begin Records to process

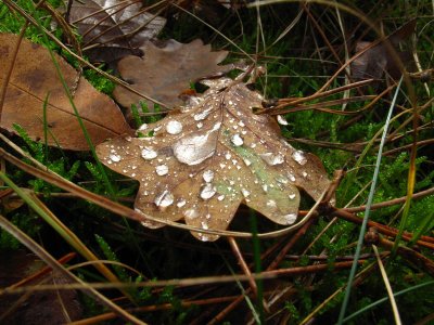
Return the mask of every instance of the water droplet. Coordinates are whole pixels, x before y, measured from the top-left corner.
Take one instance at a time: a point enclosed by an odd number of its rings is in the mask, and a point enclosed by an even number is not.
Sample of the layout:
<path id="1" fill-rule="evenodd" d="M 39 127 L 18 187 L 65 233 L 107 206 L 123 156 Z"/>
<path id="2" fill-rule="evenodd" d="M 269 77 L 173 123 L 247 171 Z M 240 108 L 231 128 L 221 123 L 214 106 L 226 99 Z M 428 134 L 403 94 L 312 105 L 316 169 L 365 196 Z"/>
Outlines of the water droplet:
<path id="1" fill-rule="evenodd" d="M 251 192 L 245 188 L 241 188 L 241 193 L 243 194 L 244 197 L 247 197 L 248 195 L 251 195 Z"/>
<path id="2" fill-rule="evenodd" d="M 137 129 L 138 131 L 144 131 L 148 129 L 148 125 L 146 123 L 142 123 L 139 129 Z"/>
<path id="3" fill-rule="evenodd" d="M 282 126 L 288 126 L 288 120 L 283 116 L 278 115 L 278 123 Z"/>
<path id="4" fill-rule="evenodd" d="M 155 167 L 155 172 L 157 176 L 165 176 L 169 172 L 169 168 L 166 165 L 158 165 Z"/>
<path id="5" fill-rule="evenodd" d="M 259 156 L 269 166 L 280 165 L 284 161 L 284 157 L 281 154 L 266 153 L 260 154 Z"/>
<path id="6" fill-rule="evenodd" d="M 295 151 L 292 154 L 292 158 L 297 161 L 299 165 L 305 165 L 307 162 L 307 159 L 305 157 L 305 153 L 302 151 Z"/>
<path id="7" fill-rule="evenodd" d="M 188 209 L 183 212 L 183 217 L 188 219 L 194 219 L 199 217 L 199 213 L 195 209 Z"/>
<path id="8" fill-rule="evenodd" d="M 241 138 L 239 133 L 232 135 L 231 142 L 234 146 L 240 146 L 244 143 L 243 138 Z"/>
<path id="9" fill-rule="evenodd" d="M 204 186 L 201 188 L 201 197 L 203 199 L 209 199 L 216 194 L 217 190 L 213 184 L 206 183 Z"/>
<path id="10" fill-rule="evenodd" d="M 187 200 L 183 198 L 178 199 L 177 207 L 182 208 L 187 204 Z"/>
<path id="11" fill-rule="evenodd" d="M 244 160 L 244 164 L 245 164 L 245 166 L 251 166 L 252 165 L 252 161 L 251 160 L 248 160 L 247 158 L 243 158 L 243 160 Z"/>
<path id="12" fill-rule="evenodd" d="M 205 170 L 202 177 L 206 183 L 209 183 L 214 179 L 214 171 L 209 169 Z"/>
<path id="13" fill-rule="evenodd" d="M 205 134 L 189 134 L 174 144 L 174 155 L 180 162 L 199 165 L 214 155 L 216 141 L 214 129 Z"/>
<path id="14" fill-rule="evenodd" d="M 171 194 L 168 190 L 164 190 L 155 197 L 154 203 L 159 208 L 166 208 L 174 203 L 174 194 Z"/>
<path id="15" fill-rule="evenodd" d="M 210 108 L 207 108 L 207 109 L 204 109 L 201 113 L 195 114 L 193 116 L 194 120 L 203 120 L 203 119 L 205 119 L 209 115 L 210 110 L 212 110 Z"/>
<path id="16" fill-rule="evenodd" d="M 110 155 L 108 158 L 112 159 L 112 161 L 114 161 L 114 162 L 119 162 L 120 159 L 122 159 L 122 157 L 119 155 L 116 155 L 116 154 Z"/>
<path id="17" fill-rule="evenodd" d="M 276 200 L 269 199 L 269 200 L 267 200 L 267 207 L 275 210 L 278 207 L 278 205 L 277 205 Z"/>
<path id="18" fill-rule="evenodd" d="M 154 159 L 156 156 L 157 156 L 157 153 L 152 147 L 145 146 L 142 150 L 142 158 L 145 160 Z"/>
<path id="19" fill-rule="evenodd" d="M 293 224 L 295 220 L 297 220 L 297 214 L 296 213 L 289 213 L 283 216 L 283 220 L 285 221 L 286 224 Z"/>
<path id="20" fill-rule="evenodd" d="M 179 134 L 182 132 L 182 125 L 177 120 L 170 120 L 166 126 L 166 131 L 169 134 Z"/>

end Records to process

**Aim of the exercise:**
Reproduce the lines from the start of the material through the line holding "39 127 L 18", inclusive, keeping every character unchanged and leaving out the picture.

**Task output:**
Return the mask of every instance of the water droplet. Coordinates are whole pixels, x before y, measured from the top-left corner.
Take one instance at a time: a point enclosed by an odd number of its rings is in the mask, and a point enclosed by an even number is not.
Sample of the layout:
<path id="1" fill-rule="evenodd" d="M 39 127 L 18 187 L 65 233 L 107 206 L 123 156 Z"/>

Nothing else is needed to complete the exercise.